#### Aim of the exercise
Swap "front bumper" for "rear bumper" in the lines starting at the one containing "Where can you spot the front" and ending at the one containing "[[145, 139]]". Return only those lines, with everything else left unchanged.

--- start of Data for this task ---

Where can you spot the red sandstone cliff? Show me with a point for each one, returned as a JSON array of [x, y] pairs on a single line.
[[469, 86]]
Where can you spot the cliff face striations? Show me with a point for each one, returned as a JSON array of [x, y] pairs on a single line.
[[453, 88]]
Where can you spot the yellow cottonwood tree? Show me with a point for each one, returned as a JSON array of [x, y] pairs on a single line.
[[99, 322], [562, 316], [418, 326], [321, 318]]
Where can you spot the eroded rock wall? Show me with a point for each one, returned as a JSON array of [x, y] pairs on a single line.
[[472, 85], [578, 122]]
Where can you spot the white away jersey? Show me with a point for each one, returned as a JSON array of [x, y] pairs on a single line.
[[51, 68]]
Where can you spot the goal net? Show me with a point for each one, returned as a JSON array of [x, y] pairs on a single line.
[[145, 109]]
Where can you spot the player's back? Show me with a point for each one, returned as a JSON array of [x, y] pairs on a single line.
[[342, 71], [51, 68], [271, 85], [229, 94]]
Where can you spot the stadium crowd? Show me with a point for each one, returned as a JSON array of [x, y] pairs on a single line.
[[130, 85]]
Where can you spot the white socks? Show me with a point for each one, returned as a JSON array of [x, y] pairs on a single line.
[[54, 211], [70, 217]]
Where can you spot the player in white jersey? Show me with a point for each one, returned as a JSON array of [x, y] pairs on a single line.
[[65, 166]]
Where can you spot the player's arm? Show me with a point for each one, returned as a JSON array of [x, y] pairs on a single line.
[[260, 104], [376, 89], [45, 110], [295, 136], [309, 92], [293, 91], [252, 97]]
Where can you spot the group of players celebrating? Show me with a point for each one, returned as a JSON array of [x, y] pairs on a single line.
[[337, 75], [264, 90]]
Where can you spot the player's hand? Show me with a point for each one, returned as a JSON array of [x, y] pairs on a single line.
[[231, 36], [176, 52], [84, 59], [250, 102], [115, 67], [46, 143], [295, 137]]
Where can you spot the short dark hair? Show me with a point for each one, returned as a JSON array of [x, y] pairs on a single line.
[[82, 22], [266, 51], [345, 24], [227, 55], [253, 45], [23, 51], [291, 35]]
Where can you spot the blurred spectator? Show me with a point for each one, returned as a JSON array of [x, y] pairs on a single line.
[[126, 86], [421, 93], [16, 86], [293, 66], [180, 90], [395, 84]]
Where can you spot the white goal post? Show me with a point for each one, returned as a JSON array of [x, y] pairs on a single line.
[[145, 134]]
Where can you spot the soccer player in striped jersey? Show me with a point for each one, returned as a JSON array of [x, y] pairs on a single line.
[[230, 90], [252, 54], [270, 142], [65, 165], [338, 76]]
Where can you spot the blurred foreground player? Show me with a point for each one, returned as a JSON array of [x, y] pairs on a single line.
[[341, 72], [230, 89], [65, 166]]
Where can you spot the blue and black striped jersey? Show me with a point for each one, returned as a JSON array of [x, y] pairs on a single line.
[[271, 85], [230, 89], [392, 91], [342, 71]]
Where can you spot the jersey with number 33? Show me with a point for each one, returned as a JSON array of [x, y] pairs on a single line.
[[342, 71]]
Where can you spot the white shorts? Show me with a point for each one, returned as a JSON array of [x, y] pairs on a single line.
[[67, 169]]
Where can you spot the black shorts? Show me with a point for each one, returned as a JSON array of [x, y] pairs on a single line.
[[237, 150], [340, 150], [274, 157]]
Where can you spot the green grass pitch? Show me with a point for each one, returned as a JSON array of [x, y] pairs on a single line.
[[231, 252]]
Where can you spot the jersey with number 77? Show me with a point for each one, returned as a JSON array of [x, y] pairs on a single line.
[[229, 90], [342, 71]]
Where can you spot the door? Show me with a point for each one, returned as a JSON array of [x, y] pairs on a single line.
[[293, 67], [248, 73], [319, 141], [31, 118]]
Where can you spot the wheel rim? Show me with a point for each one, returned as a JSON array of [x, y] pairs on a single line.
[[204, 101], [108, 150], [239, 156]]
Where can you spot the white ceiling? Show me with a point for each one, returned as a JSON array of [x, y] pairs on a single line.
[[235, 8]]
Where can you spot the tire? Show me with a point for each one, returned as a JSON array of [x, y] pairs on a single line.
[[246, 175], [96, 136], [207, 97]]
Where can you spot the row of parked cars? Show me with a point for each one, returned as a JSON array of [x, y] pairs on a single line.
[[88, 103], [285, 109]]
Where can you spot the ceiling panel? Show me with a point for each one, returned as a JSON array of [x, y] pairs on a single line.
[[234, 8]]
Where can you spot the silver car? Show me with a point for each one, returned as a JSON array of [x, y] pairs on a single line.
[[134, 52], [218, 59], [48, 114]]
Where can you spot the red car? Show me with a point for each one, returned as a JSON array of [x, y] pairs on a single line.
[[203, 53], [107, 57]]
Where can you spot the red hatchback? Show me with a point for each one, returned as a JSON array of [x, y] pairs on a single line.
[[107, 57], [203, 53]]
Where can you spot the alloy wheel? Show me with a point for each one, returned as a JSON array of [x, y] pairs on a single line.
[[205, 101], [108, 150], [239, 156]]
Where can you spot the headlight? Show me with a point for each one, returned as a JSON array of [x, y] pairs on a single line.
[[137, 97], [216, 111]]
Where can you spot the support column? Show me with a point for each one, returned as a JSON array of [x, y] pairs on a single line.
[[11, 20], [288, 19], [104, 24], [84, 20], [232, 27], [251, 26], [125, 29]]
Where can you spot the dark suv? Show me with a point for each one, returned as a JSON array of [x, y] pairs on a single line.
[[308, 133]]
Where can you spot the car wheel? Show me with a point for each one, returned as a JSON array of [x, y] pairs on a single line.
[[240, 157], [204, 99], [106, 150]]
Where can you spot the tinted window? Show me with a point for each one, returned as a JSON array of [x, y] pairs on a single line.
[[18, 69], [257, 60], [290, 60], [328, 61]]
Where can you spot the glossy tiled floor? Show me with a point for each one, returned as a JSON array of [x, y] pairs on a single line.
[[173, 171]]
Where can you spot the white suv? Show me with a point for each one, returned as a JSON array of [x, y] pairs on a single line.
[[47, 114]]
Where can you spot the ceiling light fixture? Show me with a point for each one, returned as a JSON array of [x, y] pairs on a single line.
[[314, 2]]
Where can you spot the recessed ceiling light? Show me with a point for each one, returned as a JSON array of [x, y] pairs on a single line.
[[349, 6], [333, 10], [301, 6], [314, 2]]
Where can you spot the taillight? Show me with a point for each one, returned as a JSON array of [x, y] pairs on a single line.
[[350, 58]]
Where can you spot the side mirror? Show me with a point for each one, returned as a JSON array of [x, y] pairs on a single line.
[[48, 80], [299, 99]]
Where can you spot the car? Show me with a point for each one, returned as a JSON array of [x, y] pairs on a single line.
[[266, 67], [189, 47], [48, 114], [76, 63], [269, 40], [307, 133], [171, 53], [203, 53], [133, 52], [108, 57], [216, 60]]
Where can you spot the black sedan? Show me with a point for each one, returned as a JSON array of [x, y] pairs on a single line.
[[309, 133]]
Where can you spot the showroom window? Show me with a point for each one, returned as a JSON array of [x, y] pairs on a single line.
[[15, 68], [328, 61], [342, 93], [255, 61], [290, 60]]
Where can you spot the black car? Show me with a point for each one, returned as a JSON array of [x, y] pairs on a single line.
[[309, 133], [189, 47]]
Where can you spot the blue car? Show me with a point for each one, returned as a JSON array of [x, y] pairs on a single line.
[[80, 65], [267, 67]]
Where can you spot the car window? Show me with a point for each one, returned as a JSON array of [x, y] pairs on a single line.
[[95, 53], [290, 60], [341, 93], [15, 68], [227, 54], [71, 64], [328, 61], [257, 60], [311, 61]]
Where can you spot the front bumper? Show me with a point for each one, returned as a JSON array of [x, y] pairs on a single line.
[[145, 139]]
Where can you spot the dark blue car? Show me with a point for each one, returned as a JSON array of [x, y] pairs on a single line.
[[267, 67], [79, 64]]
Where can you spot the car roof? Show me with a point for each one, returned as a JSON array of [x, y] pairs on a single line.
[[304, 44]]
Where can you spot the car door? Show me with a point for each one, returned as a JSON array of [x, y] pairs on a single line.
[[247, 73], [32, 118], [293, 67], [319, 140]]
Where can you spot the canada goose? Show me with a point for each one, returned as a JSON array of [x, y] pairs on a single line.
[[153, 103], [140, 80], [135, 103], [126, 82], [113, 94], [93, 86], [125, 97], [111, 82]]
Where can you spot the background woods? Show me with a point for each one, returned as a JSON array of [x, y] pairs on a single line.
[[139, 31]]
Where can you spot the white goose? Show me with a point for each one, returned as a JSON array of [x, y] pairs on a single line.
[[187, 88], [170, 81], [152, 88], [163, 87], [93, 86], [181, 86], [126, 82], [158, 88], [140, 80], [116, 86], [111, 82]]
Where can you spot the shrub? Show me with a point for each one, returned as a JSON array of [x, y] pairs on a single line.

--- end of Data for this task ---

#### Answer to the task
Where can you spot the rear bumper? Show me with a point for each one, returned as a JSON array of [x, y] pairs on a single line.
[[145, 139]]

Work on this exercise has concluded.